• **AIM OF THE TASK**
Retype the listing below character for character, from its first line through the line that contains "[[35, 0, 138, 52], [148, 8, 180, 54]]".

★ ★ ★

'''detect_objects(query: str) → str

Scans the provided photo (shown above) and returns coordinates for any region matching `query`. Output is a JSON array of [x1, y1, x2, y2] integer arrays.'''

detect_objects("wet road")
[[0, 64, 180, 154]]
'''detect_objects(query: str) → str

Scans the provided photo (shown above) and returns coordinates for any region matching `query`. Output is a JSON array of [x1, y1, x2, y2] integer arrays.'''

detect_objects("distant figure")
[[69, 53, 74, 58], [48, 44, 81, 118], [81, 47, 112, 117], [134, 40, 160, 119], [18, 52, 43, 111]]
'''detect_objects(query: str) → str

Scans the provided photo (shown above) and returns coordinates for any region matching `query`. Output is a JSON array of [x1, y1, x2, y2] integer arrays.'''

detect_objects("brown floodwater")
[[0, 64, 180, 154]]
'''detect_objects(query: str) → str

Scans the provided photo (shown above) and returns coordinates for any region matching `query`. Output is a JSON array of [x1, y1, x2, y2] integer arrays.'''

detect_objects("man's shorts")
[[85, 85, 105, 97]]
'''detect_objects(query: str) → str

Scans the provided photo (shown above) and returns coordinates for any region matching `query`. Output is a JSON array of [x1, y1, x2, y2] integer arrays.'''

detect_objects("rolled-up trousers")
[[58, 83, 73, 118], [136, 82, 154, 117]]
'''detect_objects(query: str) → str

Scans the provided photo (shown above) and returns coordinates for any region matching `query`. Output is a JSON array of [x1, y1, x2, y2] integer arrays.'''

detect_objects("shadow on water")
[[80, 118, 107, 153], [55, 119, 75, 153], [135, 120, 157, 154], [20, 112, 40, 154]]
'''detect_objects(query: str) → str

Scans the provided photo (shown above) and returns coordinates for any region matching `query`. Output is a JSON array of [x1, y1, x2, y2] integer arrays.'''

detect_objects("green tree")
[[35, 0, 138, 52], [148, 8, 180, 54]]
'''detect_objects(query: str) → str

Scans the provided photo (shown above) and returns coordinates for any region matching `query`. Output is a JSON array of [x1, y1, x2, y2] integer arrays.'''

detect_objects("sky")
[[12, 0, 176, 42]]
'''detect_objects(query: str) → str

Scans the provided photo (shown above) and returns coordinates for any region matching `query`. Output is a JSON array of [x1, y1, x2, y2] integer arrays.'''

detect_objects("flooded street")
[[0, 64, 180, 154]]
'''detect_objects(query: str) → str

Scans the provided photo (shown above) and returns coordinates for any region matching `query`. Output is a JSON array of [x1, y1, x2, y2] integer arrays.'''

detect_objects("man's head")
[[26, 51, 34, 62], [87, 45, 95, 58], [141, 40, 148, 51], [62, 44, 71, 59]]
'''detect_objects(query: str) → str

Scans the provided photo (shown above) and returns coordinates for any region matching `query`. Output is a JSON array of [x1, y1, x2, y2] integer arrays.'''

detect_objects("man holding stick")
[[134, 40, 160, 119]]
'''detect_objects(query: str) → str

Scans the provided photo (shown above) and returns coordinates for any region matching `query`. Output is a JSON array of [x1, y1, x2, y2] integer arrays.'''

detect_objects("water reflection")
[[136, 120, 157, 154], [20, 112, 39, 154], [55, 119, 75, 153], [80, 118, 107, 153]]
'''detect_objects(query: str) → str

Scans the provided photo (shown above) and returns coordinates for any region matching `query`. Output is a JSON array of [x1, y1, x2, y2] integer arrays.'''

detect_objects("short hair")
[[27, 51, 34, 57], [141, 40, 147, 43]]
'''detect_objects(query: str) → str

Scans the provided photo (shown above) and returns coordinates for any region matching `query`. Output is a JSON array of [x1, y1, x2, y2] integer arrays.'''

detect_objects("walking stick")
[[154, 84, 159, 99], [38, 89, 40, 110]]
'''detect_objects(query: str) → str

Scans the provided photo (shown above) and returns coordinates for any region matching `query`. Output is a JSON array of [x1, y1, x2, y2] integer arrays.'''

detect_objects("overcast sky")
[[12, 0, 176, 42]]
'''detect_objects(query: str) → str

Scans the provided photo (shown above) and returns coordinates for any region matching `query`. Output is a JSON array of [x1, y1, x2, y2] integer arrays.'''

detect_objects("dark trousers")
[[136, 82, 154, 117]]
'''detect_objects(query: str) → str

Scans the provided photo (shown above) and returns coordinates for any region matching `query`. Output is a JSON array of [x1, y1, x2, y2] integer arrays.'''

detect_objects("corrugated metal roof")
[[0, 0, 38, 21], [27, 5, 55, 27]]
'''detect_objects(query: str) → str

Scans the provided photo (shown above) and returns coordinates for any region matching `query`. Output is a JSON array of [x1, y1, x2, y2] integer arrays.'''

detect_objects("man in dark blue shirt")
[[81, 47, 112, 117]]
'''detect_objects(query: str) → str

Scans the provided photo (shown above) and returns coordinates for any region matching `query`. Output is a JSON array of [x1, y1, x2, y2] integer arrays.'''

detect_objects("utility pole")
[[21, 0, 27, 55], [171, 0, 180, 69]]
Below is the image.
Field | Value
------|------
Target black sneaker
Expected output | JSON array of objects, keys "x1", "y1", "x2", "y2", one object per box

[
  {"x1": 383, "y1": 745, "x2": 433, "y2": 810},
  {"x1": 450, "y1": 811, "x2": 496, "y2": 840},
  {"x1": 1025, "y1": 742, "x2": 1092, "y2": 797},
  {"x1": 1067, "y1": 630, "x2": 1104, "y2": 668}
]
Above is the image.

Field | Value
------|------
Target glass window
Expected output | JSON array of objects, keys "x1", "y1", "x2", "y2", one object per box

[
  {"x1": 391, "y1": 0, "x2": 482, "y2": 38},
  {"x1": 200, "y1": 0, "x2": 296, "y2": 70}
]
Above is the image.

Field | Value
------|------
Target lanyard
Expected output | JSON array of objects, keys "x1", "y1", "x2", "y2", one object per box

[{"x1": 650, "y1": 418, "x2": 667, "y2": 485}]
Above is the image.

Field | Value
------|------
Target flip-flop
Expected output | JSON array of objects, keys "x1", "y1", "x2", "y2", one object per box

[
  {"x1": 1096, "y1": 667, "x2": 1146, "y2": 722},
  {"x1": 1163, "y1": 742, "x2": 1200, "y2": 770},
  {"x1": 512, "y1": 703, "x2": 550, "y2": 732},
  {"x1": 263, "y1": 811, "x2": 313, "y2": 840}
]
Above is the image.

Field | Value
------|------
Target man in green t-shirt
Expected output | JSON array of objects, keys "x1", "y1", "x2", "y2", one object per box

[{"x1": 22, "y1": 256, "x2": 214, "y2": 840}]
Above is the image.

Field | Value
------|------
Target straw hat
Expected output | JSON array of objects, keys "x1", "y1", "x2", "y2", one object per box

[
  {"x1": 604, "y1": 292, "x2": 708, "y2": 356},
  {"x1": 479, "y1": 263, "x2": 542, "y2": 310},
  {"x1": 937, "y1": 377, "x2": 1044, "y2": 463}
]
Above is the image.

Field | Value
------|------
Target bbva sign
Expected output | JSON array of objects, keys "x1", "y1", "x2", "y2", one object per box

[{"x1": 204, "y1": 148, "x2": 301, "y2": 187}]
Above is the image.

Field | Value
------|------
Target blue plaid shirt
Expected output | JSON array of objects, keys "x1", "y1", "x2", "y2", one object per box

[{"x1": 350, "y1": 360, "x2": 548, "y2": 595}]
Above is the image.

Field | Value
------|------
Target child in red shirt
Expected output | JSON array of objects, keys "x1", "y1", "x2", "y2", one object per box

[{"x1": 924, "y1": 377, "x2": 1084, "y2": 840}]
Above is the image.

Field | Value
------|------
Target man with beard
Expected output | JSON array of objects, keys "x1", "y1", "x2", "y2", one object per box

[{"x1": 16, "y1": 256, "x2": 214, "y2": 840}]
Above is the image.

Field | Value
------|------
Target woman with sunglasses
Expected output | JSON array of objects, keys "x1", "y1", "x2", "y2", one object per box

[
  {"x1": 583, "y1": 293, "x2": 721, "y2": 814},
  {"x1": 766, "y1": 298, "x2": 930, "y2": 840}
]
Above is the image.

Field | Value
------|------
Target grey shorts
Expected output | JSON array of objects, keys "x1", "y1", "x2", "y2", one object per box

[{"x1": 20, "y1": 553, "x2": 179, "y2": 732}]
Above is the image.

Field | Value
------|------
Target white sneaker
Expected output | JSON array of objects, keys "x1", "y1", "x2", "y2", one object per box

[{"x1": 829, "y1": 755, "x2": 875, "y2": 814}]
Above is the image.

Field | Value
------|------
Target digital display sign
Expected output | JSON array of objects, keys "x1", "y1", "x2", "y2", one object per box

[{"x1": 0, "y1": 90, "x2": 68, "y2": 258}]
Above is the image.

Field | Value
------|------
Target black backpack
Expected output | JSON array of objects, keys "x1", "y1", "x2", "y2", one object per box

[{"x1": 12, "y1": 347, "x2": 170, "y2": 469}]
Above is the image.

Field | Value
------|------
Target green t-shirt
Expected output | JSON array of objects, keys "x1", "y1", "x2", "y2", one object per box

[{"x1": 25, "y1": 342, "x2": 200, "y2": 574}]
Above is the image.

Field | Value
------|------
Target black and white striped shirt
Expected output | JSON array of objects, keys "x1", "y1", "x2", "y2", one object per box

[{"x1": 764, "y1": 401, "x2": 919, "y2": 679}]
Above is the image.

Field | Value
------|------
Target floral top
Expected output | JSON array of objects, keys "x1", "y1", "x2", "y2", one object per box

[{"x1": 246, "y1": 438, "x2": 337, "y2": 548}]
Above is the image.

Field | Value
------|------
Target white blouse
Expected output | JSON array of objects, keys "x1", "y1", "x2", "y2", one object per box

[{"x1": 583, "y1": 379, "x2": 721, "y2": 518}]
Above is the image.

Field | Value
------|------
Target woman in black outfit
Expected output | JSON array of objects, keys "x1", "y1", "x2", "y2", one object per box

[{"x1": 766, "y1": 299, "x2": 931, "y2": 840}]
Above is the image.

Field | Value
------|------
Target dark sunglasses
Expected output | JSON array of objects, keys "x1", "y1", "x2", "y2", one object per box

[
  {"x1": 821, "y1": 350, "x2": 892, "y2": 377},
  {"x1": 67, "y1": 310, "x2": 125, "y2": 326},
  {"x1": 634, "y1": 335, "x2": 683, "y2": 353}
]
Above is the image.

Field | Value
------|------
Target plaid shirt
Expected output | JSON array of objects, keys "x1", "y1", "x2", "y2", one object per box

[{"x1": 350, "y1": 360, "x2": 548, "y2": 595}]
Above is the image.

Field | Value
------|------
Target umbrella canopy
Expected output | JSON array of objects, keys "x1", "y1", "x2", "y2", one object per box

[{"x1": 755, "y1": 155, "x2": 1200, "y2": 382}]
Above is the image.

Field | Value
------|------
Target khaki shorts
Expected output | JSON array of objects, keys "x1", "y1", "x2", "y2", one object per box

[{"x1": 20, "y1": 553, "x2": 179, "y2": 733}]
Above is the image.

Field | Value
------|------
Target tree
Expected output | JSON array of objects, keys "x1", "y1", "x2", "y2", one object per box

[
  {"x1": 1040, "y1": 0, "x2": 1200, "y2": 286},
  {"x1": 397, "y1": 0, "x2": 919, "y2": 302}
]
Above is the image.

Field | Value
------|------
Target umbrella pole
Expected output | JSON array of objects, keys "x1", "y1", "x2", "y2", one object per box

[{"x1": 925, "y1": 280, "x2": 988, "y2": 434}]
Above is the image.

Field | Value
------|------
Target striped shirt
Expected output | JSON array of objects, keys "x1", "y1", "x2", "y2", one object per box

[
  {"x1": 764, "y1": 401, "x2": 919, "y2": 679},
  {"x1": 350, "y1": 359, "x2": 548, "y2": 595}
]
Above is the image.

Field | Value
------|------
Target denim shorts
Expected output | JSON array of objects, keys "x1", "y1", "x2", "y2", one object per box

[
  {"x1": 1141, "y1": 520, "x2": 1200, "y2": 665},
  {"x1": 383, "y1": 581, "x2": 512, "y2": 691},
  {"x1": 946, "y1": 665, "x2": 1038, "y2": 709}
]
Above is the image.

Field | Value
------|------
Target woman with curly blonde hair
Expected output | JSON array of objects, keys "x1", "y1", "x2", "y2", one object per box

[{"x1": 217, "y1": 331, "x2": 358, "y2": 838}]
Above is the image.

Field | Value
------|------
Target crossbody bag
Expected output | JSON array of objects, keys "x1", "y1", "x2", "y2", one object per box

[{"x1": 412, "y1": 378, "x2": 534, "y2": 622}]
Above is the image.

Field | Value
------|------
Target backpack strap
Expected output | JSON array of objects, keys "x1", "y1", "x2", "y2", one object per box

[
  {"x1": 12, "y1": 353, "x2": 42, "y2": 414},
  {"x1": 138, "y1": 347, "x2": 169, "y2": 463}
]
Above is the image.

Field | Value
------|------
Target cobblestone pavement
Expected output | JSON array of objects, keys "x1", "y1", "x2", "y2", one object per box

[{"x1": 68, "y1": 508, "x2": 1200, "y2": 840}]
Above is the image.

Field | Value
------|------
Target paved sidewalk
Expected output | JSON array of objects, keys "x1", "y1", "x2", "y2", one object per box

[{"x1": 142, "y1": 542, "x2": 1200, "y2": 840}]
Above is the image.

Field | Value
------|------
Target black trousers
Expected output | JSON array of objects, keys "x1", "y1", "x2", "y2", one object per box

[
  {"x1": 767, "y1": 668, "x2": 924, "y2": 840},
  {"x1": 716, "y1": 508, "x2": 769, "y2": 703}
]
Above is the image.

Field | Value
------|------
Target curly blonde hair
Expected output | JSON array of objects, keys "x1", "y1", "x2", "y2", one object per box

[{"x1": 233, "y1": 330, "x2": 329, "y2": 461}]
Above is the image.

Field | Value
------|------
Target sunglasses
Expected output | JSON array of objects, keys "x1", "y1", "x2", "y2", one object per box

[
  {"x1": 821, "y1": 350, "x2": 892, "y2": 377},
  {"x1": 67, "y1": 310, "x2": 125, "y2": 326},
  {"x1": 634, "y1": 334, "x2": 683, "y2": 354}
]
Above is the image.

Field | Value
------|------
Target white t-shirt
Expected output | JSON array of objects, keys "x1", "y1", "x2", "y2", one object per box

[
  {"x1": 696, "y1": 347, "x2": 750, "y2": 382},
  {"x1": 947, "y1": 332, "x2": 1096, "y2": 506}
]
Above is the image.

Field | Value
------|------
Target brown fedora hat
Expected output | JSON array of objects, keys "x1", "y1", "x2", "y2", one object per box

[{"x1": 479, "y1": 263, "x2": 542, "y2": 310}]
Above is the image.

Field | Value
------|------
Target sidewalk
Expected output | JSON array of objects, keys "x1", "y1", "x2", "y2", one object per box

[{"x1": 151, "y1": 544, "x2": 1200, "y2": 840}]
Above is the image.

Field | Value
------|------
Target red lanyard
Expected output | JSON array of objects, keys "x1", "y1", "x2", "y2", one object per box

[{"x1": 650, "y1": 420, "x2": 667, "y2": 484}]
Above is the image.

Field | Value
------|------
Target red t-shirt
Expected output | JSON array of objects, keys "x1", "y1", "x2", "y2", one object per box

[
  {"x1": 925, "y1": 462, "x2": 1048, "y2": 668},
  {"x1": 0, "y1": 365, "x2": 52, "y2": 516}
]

★ ★ ★

• **OUTPUT**
'''detect_objects(query: str) → str

Scans the provided photo (shown above) and returns coordinates for any region matching `query`. Output is a JSON array of [x1, y1, x2, y2] integer arrays.'''

detect_objects("wet road")
[[0, 64, 180, 154]]
'''detect_objects(query: str) → str

Scans the provided photo (shown above) and returns coordinates for any region matching `query`. Output is a JSON array of [x1, y1, x2, y2] integer arrays.'''

detect_objects("distant figure")
[[69, 53, 74, 58], [48, 44, 81, 118], [81, 47, 112, 117], [134, 40, 160, 119], [18, 52, 43, 111]]
'''detect_objects(query: str) → str

Scans the provided photo (shown above) and returns coordinates for any region matching `query`. Output is a JSON array of [x1, y1, x2, y2] integer arrays.'''

detect_objects("brown floodwater")
[[0, 64, 180, 154]]
'''detect_objects(query: str) → str

Scans the provided photo (shown above) and returns coordinates for any region matching `query`. Output is a JSON array of [x1, y1, x2, y2] integer arrays.'''

detect_objects("man's shorts")
[[85, 85, 105, 97]]
'''detect_objects(query: str) → str

Scans the provided photo (shown above) and returns coordinates for any region matching `query`. Output is a JSON array of [x1, y1, x2, y2] integer arrays.'''

detect_objects("rolled-up trousers")
[[58, 83, 73, 118], [136, 82, 154, 117]]
'''detect_objects(query: str) → str

Scans the provided photo (shown above) and returns coordinates for any region matching `query`. Output is a JSON array of [x1, y1, x2, y2] integer arrays.'''

detect_objects("shadow on water")
[[80, 118, 107, 153], [55, 119, 75, 153], [135, 120, 157, 154], [20, 112, 40, 154]]
'''detect_objects(query: str) → str

Scans the provided photo (shown above) and returns coordinates for any region matching `query`. Output is a JSON array of [x1, y1, x2, y2] integer arrays.'''

detect_objects("green tree")
[[35, 0, 138, 52], [148, 8, 180, 54]]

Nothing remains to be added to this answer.